Keywords

1 Introduction

In recent years, developing of end-to-end systems became the main trend in researches on automatic speech recognition (ASR). End-to-end ASR systems transform an input speech signal to a sequence of letters using single deep neural network (DNN). This results in reducing the processing time and required amount of memory comparing to standard ASR systems consisting of independent components. However, training the end-to-end system requires much more data than standard system. This drawback makes it difficult to create an end-to-end ASR system for low-resourced languages. One way to overcome this drawback is to use transfer learning methods.

Transfer learning consists in transferring the knowledge obtained on one or several initial tasks to be used for improving the training on target task. There are several ways of application of transfer learning. The most common of them are [1, 2]: (1) instances-based (instances of non-target domain are added to target train dataset with appropriate weight); (2) feature-based, which can be asymmetric (original features are transformed to match the target features) and symmetric (source and target features are transformed into a new feature representation); (3) mapping-based (instances from target and non-target domains are mapped into a new data space with better similarity); (4) network-based (the pre-trained network including its structure and parameters is transferred to target domain with its subsequent fine-tuning on the target data); (5) adversarial-based (the adversarial technology is used to find transferable features that are both suitable for two domains).

Transfer learning is very effective at training DNNs. In the view of speech recognition, the idea of transfer learning is based on the fact that features learned by lower layers of DNN do not depend on language while language specific features are learned by higher layers [3]. At creating the end-to-end ASR for under-resourced language, transfer learning is mostly performed by pre-training the model on data of non-target language and then fine-tuning the model on data of the target language. The parameters of low layers of DNN can be frozen that means that they are not updated during fine-tuning. The transfer learning scheme is presented on Fig. 1.

Aim
In the speech-recognition introduction, what does it mean for the parameters of the low DNN layers to be frozen?

Source excerpt

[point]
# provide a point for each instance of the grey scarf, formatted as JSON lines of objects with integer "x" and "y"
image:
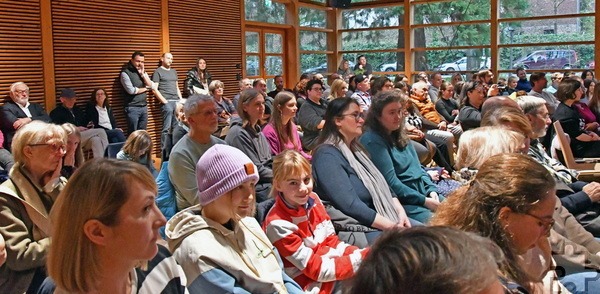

Result of this task
They are not updated during fine-tuning.